Source data:
------
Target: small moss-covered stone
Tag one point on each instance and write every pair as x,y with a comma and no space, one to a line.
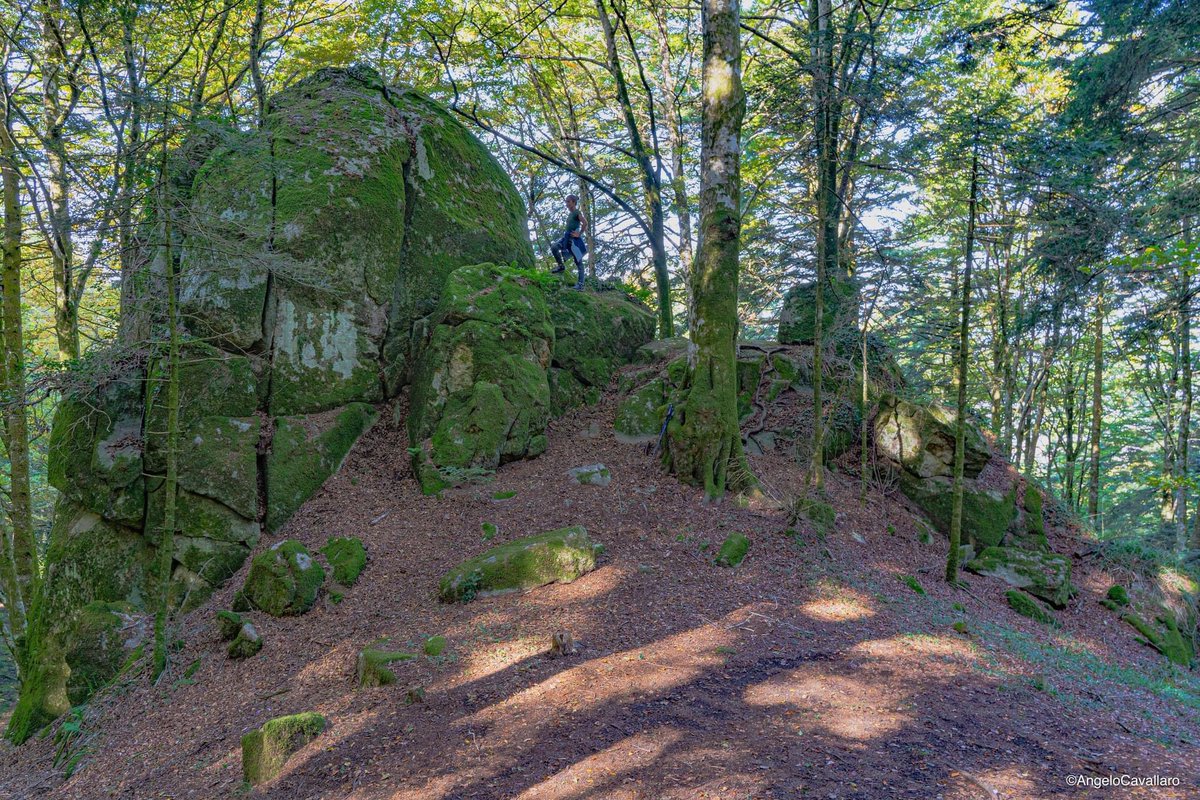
372,666
1043,575
282,581
732,551
1026,606
264,751
246,643
553,557
640,415
347,558
819,512
228,624
591,475
101,641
------
What you have to do: Rewrite every line of the listing above as a Markdown table with the columns Number and Text, one line per row. Skip blank lines and leave out the pictures.

Expected answer:
| Number | Text |
|---|---|
| 1 | Target: small moss-covered stone |
| 2 | Tag one point on each instance and write every pair as x,y with a comma and no space, one to a line. |
| 3 | 372,666 |
| 4 | 1043,575 |
| 5 | 282,581 |
| 6 | 732,551 |
| 7 | 1026,606 |
| 8 | 264,751 |
| 9 | 246,643 |
| 10 | 553,557 |
| 11 | 640,415 |
| 12 | 347,558 |
| 13 | 819,512 |
| 14 | 228,624 |
| 15 | 591,475 |
| 16 | 101,641 |